## Task details
Rescale the lines from the beginning through the one containing "21,101 -> 33,137", keeping the requests (including the sample coordinates inside them) unchanged. Multiply every answer coordinate by 0.35 and round it to a whole number, rounding halves up.

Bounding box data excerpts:

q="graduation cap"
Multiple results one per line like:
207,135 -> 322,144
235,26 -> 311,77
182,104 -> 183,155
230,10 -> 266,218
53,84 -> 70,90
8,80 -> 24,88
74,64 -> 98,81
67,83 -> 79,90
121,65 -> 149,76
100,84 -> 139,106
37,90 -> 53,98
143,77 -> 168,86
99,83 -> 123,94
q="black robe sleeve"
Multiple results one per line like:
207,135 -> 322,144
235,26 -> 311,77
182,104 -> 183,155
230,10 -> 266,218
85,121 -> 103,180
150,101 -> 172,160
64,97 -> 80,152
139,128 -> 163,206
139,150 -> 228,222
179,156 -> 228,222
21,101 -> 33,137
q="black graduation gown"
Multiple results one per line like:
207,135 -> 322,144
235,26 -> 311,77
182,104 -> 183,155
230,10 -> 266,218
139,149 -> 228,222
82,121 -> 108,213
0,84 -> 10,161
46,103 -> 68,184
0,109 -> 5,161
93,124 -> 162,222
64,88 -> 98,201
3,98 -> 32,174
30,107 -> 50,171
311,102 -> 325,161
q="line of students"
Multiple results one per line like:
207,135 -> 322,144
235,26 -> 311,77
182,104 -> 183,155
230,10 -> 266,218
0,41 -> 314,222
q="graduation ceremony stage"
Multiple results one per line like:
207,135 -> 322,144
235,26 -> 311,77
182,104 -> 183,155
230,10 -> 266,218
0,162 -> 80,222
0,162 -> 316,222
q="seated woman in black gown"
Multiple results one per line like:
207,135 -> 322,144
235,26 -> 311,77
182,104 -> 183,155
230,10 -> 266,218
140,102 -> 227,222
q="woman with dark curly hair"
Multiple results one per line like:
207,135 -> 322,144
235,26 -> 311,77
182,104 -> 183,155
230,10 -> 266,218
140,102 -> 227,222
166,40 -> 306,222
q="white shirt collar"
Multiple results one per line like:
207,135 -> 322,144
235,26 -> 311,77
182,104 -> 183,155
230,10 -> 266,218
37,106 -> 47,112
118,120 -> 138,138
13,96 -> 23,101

## Solution to this task
q="graduation cap"
Multiple results one per line like:
207,135 -> 322,144
235,26 -> 311,77
182,104 -> 183,155
230,10 -> 266,218
19,29 -> 25,32
3,28 -> 8,31
26,22 -> 34,28
23,29 -> 28,32
42,23 -> 52,27
35,29 -> 49,37
13,32 -> 19,34
50,27 -> 59,30
35,29 -> 43,33
q="black robe sleeve"
Multiple results one per line like:
207,135 -> 322,144
235,26 -> 311,77
182,104 -> 183,155
230,10 -> 266,218
30,42 -> 36,63
53,35 -> 60,56
22,34 -> 28,53
49,45 -> 57,72
49,53 -> 80,78
63,55 -> 80,78
7,35 -> 12,48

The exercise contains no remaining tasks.